▶ [EXERCISE DATA]:

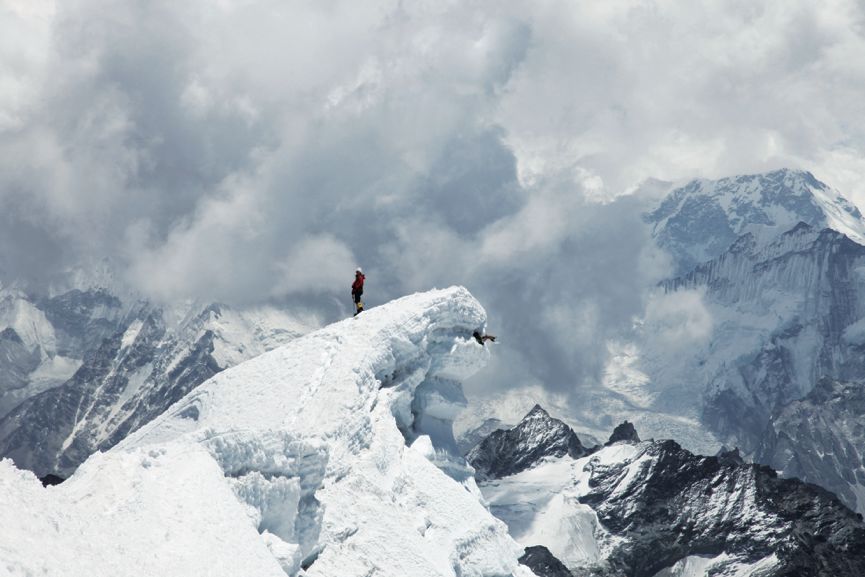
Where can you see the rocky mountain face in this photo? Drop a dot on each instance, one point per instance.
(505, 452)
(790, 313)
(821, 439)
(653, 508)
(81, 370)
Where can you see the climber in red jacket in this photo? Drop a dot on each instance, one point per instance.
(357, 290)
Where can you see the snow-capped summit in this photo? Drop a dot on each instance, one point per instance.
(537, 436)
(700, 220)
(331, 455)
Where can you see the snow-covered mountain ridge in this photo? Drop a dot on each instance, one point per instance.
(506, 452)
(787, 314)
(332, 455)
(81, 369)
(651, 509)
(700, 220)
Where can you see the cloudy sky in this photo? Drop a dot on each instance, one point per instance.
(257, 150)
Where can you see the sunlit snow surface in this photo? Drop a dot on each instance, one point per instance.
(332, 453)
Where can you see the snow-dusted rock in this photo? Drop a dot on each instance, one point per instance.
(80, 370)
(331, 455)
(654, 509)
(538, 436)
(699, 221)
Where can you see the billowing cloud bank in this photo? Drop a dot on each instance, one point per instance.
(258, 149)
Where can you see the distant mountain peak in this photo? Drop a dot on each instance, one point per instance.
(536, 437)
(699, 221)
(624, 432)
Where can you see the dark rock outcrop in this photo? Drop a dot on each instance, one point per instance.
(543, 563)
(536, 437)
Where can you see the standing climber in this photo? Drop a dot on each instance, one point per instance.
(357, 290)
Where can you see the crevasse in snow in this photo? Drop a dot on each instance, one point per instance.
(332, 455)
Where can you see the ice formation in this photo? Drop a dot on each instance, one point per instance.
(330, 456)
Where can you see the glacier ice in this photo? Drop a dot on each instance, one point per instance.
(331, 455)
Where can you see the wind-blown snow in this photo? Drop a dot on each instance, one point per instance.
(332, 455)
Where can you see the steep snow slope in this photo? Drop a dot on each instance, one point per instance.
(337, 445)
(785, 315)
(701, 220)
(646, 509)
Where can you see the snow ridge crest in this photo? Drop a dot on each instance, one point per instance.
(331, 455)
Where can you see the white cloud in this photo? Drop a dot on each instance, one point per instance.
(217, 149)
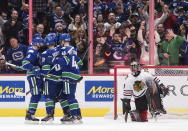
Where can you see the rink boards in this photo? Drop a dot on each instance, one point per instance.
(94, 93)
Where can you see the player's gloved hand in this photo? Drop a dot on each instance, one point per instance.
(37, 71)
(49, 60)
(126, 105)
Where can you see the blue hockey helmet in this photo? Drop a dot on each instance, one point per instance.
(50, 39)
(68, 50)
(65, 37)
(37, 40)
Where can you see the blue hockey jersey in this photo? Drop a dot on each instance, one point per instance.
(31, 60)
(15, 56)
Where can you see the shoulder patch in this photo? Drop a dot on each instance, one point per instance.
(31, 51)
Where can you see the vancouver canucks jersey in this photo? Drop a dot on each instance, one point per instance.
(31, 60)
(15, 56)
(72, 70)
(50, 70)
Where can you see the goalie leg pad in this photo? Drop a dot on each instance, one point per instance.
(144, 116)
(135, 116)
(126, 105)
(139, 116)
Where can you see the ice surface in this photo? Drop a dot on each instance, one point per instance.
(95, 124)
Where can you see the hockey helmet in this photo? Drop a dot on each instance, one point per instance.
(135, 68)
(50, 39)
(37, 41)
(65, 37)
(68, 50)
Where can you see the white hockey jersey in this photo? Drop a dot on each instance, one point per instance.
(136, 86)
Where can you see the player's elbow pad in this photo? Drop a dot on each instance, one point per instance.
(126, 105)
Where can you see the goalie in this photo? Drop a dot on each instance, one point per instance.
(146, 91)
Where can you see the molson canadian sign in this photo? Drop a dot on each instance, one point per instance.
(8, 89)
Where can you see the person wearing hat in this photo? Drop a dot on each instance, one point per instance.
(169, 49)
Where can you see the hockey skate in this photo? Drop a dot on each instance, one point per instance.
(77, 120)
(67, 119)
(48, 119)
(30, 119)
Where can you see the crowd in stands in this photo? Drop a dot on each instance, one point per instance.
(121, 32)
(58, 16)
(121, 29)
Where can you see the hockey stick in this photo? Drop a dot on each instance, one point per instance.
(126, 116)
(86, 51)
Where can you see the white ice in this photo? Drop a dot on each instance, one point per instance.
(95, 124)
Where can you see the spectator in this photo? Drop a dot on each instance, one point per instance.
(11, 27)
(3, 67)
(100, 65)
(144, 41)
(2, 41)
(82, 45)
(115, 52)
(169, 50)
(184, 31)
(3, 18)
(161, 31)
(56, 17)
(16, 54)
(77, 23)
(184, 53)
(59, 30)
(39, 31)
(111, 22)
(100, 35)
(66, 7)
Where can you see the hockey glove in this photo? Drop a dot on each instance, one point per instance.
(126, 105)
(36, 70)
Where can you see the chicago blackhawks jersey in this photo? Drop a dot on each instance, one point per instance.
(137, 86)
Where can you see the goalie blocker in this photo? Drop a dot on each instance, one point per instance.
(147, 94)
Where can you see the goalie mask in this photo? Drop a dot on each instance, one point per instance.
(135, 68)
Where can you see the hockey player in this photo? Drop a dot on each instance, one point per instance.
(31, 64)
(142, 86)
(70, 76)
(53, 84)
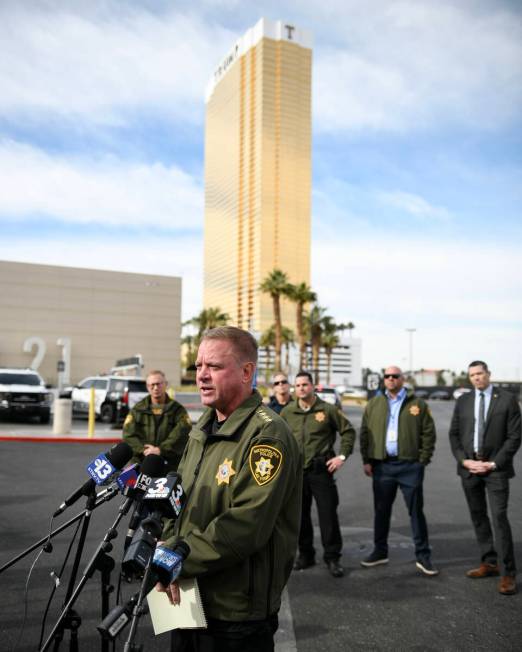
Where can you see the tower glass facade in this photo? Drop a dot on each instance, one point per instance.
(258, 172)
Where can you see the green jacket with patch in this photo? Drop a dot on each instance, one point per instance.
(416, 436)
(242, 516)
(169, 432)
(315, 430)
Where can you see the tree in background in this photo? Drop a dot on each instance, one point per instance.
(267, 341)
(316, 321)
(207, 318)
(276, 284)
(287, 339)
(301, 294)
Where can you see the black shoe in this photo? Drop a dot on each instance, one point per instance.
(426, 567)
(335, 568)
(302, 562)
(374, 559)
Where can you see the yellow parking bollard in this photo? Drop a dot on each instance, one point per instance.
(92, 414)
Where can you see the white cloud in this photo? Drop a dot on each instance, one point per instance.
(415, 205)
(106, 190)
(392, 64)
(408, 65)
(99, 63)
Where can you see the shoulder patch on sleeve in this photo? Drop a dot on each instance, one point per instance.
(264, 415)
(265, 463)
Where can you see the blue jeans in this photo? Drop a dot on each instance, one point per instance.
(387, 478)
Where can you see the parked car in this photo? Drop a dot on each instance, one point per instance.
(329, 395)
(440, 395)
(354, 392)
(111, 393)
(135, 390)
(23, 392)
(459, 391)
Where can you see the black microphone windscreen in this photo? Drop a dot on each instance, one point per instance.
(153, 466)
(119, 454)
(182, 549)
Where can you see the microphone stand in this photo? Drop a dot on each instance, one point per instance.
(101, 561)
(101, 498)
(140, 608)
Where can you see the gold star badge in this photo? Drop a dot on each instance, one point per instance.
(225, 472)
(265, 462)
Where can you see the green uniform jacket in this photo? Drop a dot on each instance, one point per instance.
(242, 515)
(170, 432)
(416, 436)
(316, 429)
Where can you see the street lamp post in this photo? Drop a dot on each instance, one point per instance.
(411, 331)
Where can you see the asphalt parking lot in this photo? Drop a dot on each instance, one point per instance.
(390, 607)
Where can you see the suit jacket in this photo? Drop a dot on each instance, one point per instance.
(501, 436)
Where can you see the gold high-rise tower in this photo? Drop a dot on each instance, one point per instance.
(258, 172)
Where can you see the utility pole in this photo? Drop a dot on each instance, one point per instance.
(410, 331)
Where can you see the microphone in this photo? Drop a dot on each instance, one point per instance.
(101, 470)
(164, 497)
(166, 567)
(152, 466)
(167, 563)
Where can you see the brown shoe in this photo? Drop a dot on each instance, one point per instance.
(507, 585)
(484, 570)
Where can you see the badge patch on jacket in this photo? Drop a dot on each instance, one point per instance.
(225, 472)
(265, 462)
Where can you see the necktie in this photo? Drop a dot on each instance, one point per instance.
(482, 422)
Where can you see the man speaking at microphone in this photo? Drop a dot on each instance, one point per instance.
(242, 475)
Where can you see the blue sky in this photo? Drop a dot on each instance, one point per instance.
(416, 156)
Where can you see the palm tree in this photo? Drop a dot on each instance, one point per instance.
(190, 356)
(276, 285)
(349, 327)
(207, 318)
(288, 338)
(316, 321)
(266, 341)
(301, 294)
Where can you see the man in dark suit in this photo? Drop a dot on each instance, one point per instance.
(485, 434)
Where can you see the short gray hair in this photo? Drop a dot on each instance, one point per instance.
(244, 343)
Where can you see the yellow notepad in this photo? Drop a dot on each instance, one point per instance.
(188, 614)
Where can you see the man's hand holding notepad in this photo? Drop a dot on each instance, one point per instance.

* * *

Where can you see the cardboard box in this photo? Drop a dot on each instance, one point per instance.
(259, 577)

▶ [WORK INSTRUCTIONS]:
Please lay out the items above, from the line with "Where can you see the yellow notepad" through the line with "Where can you see the man's", as a JSON list of strings with one string per line and no blank lines.

▶ [REPLY]:
[
  "Where can you see the yellow notepad in this photo? Drop a dot on each instance, one point per instance.",
  "(188, 614)",
  "Where can you see the man's hand holding notepad in this photo? Drop a dot on each instance, one point per instance."
]